◆ Selected passage
==========
Did you know that Ireland now has its very own Museum of Childhood which looks at how children lived and played throughout the years?
The team at the Museum of Childhood have teamed up with the RTÉ Home School Hub to bring together some creative ideas for over the summer months and would love to see your creations.
Who knows your works might even appear on display in the museum some day! Check some of these out over the summer months:
Tarraingíonn scéal scéal eile. One story begets another. In this strange and unsettling time of pandemic, the well-being and mental health of all our children is of paramount importance to us.
"Project 2020/TOGETHER, LE CHÉILE" from The Museum of Childhood Ireland Project was launched online on the 4th of June by Myra Zepf.
Project 2020 provided a platform for children of all ages to express their hopes and fears, thoughts and observations, whilst providing a sense of community and togetherness as work and art received is highlighted through a virtual exhibition
You can see the complete Project 2020 exhibition online at this link: http://museumofchildhood.ie/project2020-exhibition/
Memory Boxes 2020
History now! The Museum of Childhood Ireland felt that we had a responsibility to meet history head-on, and with our Memory Boxes we aim to offer a glimpse into how we here in Ireland navigated the Pandemic.
We began to collect 'Covid-19 pandemic time' related artefact suggestions from Irish children from March 12th 2020 onwards when our government closed all schools, childcare facilities, collages, and cultural institutions.
There have been some interesting suggestions so far: TikTok dances, cardboard boxes, a router!, dinosaurs, Netflix, T.V., markers, fairy doors, quite a few book suggestions! Bikes, paints, toilet roll cylinders/tubes, board games, chalk, audio-books, daily walks, skateboards, and a copy of the Children’s Times.
We had children’s cotton cartoon print masks made locally which we donated to local children and to Enable Ireland. Children’s services, but we kept one example back to add to the box too.
Thank you to all the wonderful children who’ve sent in their ideas. We haven’t stopped collecting yet, so welcome suggestions so keep them coming! We’d especially welcome school copy books from the days just prior to lockdown, or from both teachers and children, examples of work given online to children to complete.
Send your submissions to: email@example.com with Memory Box as the subject line.
Music Universal: Éist le ceol /Listen to music
The Museum for Childhood is launching a digital exhibition for children during this stage of the global pandemic, centering around the exploration of universal themes with the aid of music. The exhibition aims to help children explore their emotions and to offer insights into childhood experiences and thoughts, especially at this time.
==========
◆ Extracted data
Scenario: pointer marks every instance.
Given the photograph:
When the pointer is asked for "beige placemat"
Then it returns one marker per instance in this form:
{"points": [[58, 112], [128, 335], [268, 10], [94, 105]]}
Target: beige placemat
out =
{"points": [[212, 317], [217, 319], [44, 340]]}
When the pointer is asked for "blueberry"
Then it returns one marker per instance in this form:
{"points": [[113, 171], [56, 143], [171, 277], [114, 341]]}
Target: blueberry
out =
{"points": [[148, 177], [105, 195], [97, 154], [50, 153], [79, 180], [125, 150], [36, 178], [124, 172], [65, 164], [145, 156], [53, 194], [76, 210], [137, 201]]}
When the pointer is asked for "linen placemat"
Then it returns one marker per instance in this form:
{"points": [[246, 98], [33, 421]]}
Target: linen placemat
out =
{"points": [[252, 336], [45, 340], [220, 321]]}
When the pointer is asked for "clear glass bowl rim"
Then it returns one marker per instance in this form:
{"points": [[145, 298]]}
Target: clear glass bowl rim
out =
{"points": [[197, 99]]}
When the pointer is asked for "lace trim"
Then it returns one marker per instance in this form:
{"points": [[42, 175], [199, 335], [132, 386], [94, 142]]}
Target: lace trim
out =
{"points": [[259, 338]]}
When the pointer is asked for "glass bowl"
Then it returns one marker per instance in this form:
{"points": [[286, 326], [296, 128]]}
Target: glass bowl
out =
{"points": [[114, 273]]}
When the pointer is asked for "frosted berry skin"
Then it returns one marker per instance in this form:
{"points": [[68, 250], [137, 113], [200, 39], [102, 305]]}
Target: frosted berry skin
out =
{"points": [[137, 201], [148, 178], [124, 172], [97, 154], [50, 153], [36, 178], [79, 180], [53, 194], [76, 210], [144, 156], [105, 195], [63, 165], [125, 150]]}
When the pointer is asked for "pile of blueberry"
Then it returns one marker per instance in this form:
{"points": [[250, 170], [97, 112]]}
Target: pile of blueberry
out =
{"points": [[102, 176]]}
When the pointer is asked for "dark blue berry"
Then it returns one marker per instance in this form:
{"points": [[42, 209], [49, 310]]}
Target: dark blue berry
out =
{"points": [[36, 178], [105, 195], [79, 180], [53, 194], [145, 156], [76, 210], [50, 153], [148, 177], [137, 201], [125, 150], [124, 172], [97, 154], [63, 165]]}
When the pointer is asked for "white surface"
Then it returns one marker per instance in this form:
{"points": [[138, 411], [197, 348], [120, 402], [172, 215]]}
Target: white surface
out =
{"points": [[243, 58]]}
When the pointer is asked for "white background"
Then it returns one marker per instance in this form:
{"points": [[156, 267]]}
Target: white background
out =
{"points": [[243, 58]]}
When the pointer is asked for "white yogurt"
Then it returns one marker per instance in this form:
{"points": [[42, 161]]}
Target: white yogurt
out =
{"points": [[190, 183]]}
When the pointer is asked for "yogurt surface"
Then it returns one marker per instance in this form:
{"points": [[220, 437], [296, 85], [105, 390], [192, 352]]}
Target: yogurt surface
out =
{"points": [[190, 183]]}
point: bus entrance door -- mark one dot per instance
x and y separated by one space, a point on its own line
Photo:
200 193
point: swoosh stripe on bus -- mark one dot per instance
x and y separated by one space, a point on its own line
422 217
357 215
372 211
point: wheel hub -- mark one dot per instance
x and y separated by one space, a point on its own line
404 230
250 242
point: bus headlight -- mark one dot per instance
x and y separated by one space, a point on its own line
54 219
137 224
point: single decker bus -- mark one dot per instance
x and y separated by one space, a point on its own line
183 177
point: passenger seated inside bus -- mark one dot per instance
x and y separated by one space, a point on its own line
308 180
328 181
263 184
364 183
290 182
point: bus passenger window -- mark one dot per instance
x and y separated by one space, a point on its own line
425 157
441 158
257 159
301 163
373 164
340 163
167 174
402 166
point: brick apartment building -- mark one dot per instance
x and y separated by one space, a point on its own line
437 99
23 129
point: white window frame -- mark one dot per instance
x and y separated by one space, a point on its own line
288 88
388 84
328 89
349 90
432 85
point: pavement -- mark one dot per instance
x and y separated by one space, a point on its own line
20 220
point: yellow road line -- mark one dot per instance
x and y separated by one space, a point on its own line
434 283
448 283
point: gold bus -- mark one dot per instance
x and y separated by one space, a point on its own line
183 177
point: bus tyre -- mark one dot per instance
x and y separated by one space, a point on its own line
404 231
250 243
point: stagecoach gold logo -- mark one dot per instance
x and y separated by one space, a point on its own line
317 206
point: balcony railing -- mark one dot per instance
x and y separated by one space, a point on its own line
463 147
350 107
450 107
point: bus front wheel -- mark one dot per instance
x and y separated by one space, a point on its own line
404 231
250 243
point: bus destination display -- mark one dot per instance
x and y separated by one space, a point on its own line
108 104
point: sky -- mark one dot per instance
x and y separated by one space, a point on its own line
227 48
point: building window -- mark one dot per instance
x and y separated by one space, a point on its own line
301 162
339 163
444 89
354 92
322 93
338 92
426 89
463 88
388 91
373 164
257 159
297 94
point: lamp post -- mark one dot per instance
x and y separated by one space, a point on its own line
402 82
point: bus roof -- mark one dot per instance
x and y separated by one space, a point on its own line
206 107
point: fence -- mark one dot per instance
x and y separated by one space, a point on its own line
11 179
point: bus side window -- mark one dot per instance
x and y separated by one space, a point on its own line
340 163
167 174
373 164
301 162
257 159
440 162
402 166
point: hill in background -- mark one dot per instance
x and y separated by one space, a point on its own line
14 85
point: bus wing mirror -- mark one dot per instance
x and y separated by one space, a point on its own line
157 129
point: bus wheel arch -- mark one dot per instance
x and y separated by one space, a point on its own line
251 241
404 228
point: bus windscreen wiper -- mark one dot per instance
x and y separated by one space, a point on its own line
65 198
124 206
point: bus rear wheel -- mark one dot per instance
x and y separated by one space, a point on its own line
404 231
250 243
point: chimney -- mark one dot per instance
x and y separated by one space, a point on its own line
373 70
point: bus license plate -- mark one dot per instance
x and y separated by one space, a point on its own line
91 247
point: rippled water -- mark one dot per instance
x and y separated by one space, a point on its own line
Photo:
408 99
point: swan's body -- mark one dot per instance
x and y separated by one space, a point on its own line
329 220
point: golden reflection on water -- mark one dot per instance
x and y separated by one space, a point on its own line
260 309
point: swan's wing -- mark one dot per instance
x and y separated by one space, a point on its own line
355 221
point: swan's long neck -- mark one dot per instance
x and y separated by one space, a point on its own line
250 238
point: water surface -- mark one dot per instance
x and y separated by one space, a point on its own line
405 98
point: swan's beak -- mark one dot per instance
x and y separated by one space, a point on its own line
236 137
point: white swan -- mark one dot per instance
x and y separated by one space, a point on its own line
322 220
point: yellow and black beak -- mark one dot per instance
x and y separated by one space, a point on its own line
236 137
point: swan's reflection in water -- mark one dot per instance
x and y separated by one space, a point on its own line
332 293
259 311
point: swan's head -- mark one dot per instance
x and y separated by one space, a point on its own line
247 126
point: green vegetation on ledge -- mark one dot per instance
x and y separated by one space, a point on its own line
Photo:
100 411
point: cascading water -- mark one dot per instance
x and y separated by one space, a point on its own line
==========
◆ Work request
Please sum up the Museum of Childhood text in three sentences.

◆ Result of the task
Ireland's Museum of Childhood, which looks at how children lived and played throughout the years, has teamed up with the RTÉ Home School Hub to offer creative ideas for the summer months. Its Project 2020 gave children of all ages a platform to express their hopes, fears, thoughts and observations, and the work received is highlighted through a virtual exhibition. Through its Memory Boxes, the museum has collected children's suggestions for pandemic-related artifacts since the government closed schools on March 12th 2020, and it is launching a digital exhibition that uses music to help children explore their emotions.